:: Task prompt ::
Omitting every picture, output the records below exactly, please.

(Natural-language object grounding data)
########
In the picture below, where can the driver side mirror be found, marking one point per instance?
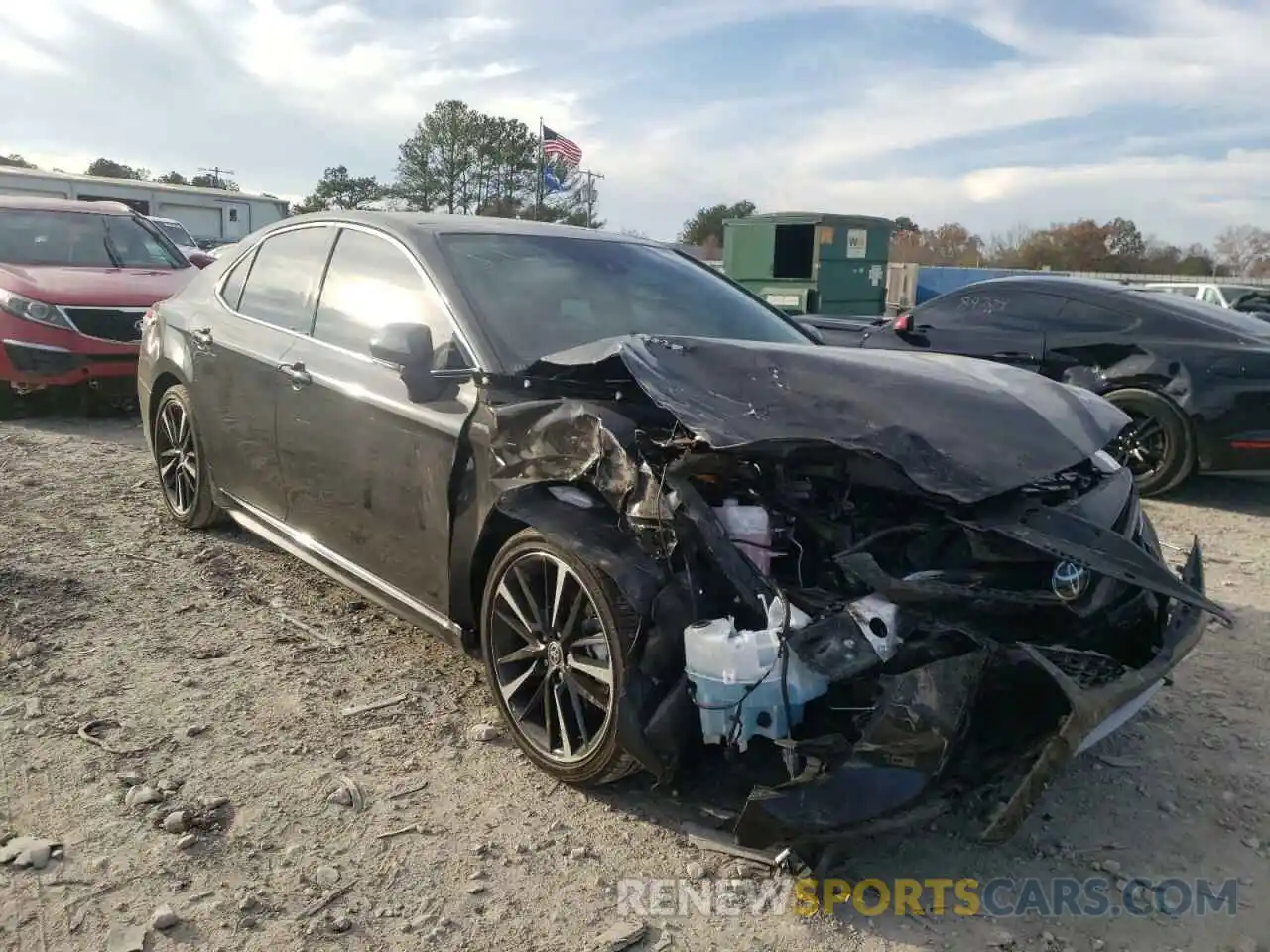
(408, 345)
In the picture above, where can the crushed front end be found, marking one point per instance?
(925, 653)
(861, 629)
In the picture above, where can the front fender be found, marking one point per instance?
(593, 535)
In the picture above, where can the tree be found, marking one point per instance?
(339, 190)
(209, 180)
(1125, 244)
(708, 221)
(951, 244)
(462, 162)
(111, 169)
(1245, 250)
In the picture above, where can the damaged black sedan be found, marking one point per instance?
(832, 588)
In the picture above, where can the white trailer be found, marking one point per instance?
(208, 213)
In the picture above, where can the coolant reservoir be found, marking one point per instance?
(749, 527)
(724, 664)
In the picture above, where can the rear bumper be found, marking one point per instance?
(911, 761)
(37, 356)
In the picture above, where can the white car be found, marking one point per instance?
(1220, 295)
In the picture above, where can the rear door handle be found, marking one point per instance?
(298, 373)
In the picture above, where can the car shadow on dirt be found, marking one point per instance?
(1239, 494)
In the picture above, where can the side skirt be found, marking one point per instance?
(345, 572)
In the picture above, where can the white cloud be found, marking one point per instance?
(278, 89)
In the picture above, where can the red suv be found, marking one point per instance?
(75, 280)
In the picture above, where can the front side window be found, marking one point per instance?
(371, 284)
(539, 295)
(36, 239)
(282, 286)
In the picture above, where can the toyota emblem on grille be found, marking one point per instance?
(1070, 580)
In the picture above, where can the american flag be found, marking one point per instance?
(557, 145)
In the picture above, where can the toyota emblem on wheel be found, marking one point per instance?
(1070, 580)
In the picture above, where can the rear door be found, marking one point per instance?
(367, 470)
(1005, 325)
(266, 298)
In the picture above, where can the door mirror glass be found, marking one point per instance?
(404, 345)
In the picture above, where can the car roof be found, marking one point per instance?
(63, 204)
(408, 225)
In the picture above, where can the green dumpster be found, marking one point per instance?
(810, 263)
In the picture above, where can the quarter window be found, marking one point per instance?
(371, 284)
(282, 286)
(231, 291)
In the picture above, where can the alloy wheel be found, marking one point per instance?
(552, 657)
(177, 454)
(1144, 447)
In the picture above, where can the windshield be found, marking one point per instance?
(177, 232)
(540, 295)
(81, 240)
(1219, 317)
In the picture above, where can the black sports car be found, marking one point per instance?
(1196, 379)
(671, 524)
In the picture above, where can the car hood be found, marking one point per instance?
(94, 287)
(956, 426)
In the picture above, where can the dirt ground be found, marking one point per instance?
(218, 669)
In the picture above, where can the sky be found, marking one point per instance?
(994, 113)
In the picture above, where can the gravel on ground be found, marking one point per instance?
(193, 747)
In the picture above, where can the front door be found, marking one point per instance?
(367, 470)
(266, 299)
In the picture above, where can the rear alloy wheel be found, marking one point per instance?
(554, 635)
(187, 489)
(1157, 445)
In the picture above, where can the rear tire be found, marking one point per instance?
(1159, 447)
(553, 631)
(181, 462)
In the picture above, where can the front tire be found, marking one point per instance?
(1157, 447)
(181, 463)
(554, 639)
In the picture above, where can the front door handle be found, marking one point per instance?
(298, 373)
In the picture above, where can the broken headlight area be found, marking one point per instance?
(855, 652)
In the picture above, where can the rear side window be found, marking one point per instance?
(989, 308)
(1080, 317)
(231, 291)
(282, 287)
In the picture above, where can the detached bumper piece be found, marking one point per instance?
(912, 758)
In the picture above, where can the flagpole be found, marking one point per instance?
(538, 200)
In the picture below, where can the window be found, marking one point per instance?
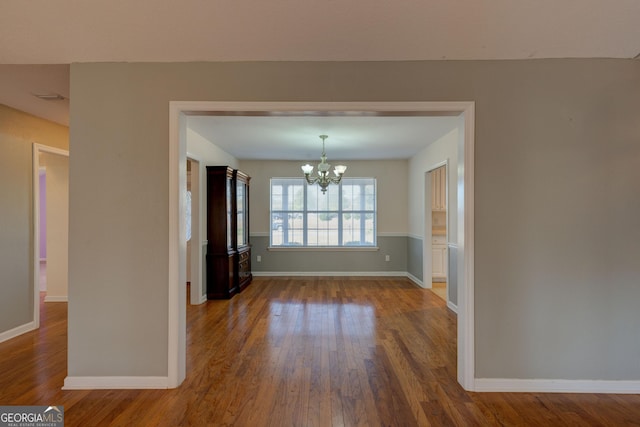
(302, 216)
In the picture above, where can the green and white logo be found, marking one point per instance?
(31, 416)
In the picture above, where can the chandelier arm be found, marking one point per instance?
(310, 180)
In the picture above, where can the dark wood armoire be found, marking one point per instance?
(228, 258)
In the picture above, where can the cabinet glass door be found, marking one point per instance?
(241, 200)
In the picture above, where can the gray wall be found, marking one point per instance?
(286, 261)
(18, 132)
(556, 222)
(16, 255)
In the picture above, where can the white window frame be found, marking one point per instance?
(285, 213)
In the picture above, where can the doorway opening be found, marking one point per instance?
(51, 226)
(178, 111)
(437, 210)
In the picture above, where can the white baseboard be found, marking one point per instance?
(99, 383)
(452, 307)
(63, 298)
(556, 386)
(18, 330)
(330, 273)
(415, 280)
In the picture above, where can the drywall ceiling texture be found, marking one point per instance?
(315, 30)
(556, 227)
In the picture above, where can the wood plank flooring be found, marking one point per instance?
(303, 352)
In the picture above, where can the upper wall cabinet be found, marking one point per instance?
(439, 189)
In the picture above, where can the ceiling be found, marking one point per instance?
(298, 137)
(38, 39)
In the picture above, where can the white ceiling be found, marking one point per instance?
(66, 31)
(297, 137)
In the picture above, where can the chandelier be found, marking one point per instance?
(323, 179)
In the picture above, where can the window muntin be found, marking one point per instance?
(301, 216)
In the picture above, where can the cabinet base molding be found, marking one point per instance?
(97, 383)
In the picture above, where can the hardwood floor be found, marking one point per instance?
(302, 352)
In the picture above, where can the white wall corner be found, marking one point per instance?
(452, 307)
(18, 330)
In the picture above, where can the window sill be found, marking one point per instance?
(323, 248)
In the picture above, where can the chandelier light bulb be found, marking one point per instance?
(323, 179)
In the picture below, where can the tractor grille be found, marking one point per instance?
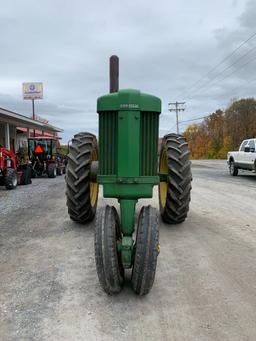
(148, 143)
(108, 142)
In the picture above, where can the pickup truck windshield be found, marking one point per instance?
(243, 145)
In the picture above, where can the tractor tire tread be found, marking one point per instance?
(178, 180)
(147, 241)
(78, 178)
(106, 257)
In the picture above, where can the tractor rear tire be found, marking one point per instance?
(51, 171)
(174, 193)
(233, 170)
(26, 176)
(11, 178)
(146, 251)
(59, 171)
(108, 261)
(81, 192)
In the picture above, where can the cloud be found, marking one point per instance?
(164, 47)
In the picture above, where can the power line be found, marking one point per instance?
(194, 119)
(178, 106)
(220, 63)
(226, 76)
(220, 73)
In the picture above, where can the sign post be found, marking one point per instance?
(33, 91)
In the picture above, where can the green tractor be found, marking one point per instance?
(127, 165)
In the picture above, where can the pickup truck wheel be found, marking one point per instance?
(233, 170)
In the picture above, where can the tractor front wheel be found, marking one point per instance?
(174, 192)
(81, 190)
(146, 251)
(11, 179)
(108, 261)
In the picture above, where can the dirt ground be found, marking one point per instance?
(205, 287)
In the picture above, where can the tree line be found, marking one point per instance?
(222, 131)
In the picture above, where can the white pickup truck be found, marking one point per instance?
(245, 158)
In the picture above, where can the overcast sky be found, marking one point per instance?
(164, 48)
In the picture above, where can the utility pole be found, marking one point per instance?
(178, 106)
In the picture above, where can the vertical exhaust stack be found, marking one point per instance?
(113, 74)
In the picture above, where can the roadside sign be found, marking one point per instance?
(32, 90)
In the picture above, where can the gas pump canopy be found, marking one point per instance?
(10, 118)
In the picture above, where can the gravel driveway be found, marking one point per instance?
(205, 287)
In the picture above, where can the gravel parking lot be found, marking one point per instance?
(205, 287)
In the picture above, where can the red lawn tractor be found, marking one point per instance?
(42, 153)
(12, 174)
(8, 169)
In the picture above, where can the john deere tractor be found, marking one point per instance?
(127, 165)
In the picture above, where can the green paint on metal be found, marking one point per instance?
(128, 99)
(128, 144)
(163, 177)
(127, 209)
(128, 151)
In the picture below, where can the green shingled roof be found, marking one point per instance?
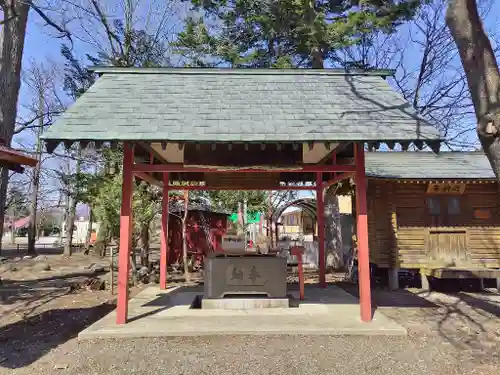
(231, 105)
(428, 165)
########
:: The completed task ::
In the picture below, where can the driver side mirror be found, marking one point per instance?
(408, 345)
In the picture above, where can the crushed front end be found, marking one point per instance?
(925, 653)
(861, 629)
In the picture above, where can the front fender be found, marking one point per instance?
(593, 535)
In the picture above, where can the tree be found, marking one point per instance?
(339, 190)
(209, 180)
(1125, 244)
(708, 221)
(951, 244)
(462, 162)
(111, 169)
(1245, 250)
In the picture above, where can the damaged black sedan be found, marking one point per instance?
(832, 588)
In the picture above, where can the white trailer be found, marking one point per instance?
(208, 213)
In the picture above, where can the coolant reservoir be found, marking one point per instance?
(749, 527)
(724, 664)
In the picture above, where can the rear bumper be found, marking one point per instance?
(911, 761)
(37, 356)
In the picture above, where can the white car be found, marking one point per instance?
(1220, 295)
In the picture above, where can the rear door handle be found, marking one point per instance?
(298, 373)
In the picture above, where can the car shadow on dirt be found, marking one point per instance?
(1239, 494)
In the picture above, where can the side skirt be found, marking one point per instance?
(345, 572)
In the picture above, where can the white cloud be found, marking one point per instance?
(278, 89)
In the picture above, where can the red suv be found, marking one point per instance?
(75, 280)
In the picture above, where can the front side window be found, marking one point per instance?
(371, 284)
(539, 295)
(36, 239)
(282, 286)
In the picture above, where can the toyota emblem on grille be found, marking one point per instance?
(1070, 580)
In the picture above, where can the american flag be found, marking one point per instance?
(557, 145)
In the picture above, where can the toyota emblem on wheel be found, marking one point per instance?
(1070, 580)
In the picture above, where can the rear door be found, marking one point per instance?
(367, 470)
(1005, 325)
(266, 298)
In the picture above, where can the door mirror glass be found, marking one point per instance?
(404, 345)
In the picture above, where can the car roof be found, marking one point per instance?
(63, 204)
(408, 225)
In the picture above, where can the green dumpster be found, marking one point per instance?
(810, 263)
In the picture above, where can the quarter window be found, marking one point per instance?
(371, 284)
(282, 286)
(231, 291)
In the picture above, where can the alloy wheel be found, marking one point per instance?
(552, 657)
(177, 454)
(1144, 447)
In the picture above, where can the windshield be found, marking one point per instance?
(177, 232)
(540, 295)
(81, 240)
(1219, 317)
In the picture above, where can the black sports car be found, marking one point per instance?
(1196, 379)
(671, 524)
In the picture above, where can the car hood be found, marking one point per instance?
(94, 287)
(956, 426)
In the picture above, where can the dirt ground be found, marking one point per instance?
(218, 669)
In the picture above, where can the sky be found, marking one point per instance?
(994, 113)
In the picture above, where can the gravel on ground be found, marking one point per instance?
(193, 747)
In the picture above, where can the front door be found, marking one point per instance?
(367, 470)
(266, 299)
In the picture above, where can the rear alloy wheel be found, marking one point per instance?
(554, 635)
(187, 489)
(1157, 445)
In the picture above, where can the rear tire be found, marking one point per instance?
(1159, 447)
(553, 631)
(181, 462)
In the picture above, where can the front tire be found, marking one point per instance?
(1157, 447)
(181, 463)
(554, 639)
In the picture above, where can the front door handle be found, marking one point per instance?
(298, 373)
In the picture above, where can the broken headlight area be found, marking one point per instance?
(855, 652)
In the picture above, where can the rear side window be found, marking one point per instance?
(989, 308)
(1080, 317)
(231, 291)
(282, 287)
In the picture above, where can the detached bumper piece be found, marking one point per instance?
(912, 758)
In the picture above, where can the flagpole be found, marking one point per instance?
(538, 200)
In the picture below, where can the window be found, marking one point per instance?
(302, 216)
In the picture above, where can the green and white logo be found, marking one point per instance?
(31, 416)
In the picture above, where can the chandelier arm be found, marking one point per instance?
(310, 180)
In the picture above, where can the dark wood armoire be found, marking one point per instance?
(228, 258)
In the picture above, where can the cabinet glass door be found, marking one point per instance?
(241, 200)
In the picture above, where can the gray wall be found, marking one point per instance?
(286, 261)
(18, 132)
(556, 222)
(16, 255)
In the picture above, where can the white window frame be found, marking one point per instance?
(285, 213)
In the picture above, where can the doorway opening be found, marking one point per instance?
(51, 226)
(178, 111)
(437, 210)
In the picture above, where can the white baseboard be found, marking one point per instance?
(99, 383)
(452, 307)
(63, 298)
(556, 386)
(18, 330)
(330, 273)
(415, 280)
In the picture above, where can the drywall ceiling texture be found, marking one point per instance?
(315, 30)
(556, 227)
In the picture above, where can the wood plank flooring be found, marking one point per instance?
(303, 352)
In the picture above, where can the upper wall cabinet be found, marking one point per instance?
(439, 189)
In the picture above, where can the ceiling be found, marking one point per instance?
(298, 137)
(38, 39)
In the picture above, where can the white ceiling be found, marking one point per instance?
(66, 31)
(297, 137)
In the picture above, where can the chandelier be found, marking one point per instance?
(323, 179)
In the picture above, where can the window muntin be found, marking one point per instance?
(301, 216)
In the picture above, where can the cabinet base molding be found, marking one point per instance?
(97, 383)
In the picture above, where can the hardwood floor be found, marking one point per instance?
(302, 352)
In the picture above, where can the white wall corner be found, marking one point per instance?
(452, 307)
(18, 330)
In the picture above, where can the window sill be found, marking one point per instance?
(323, 248)
In the picture above, where can the chandelier light bulb be found, marking one point per instance?
(323, 179)
In the picture below, where can the tractor grille be found, marking one point per instance?
(148, 143)
(108, 142)
In the picture above, where can the pickup truck windshield be found, marking one point per instance?
(243, 145)
In the picture above, where can the tractor tire tread be found, marking one point per instance?
(178, 180)
(147, 241)
(78, 178)
(106, 257)
In the picture above, where can the tractor rear tire be found, marking one point per instance?
(51, 171)
(174, 193)
(233, 170)
(26, 176)
(11, 178)
(146, 251)
(59, 171)
(108, 261)
(81, 192)
In the picture above, where can the cloud be found, marking one point per instance?
(164, 47)
In the picture above, where can the power line be found, marking one point per instance?
(194, 119)
(178, 106)
(220, 63)
(226, 76)
(220, 73)
In the picture above, where can the sign post be found, marking one point per instance?
(33, 91)
In the picture above, where can the green tractor be found, marking one point per instance?
(127, 165)
In the picture above, where can the pickup truck wheel be found, marking one point per instance?
(233, 170)
In the picture above, where can the tractor front wheel be found, marking one point per instance?
(174, 192)
(81, 190)
(146, 251)
(11, 179)
(108, 261)
In the picture above, where can the dirt ground be found, marking one point per instance?
(205, 287)
In the picture above, where can the tree line be found, marking one point per instance?
(222, 131)
In the picture above, where can the white pickup truck be found, marking one point per instance?
(245, 158)
In the picture above, where can the overcast sky be found, marking one point per instance?
(164, 48)
In the picture above, where can the utility pole be found, marking one point per instance?
(178, 106)
In the picture above, where can the vertical exhaust stack be found, marking one point per instance?
(113, 74)
In the picture above, where can the roadside sign be found, marking one point per instance?
(32, 90)
In the picture above, where can the gas pump canopy be found, marking one point per instance?
(10, 118)
In the picture above, where can the gravel driveway be found, marking one point per instance?
(205, 287)
In the picture above, where can the gravel parking lot be found, marking one point per instance?
(205, 287)
In the picture above, where can the red lawn tractor be found, marking one point per instance?
(42, 153)
(12, 174)
(8, 169)
In the picture above, where can the john deere tractor be found, marking one point per instance?
(127, 165)
In the picture above, where can the green paint on metal be found, marking one point per instance?
(128, 99)
(128, 144)
(163, 177)
(127, 209)
(128, 151)
In the picture below, where can the green shingled roof be found, marking one point per instance?
(231, 105)
(428, 165)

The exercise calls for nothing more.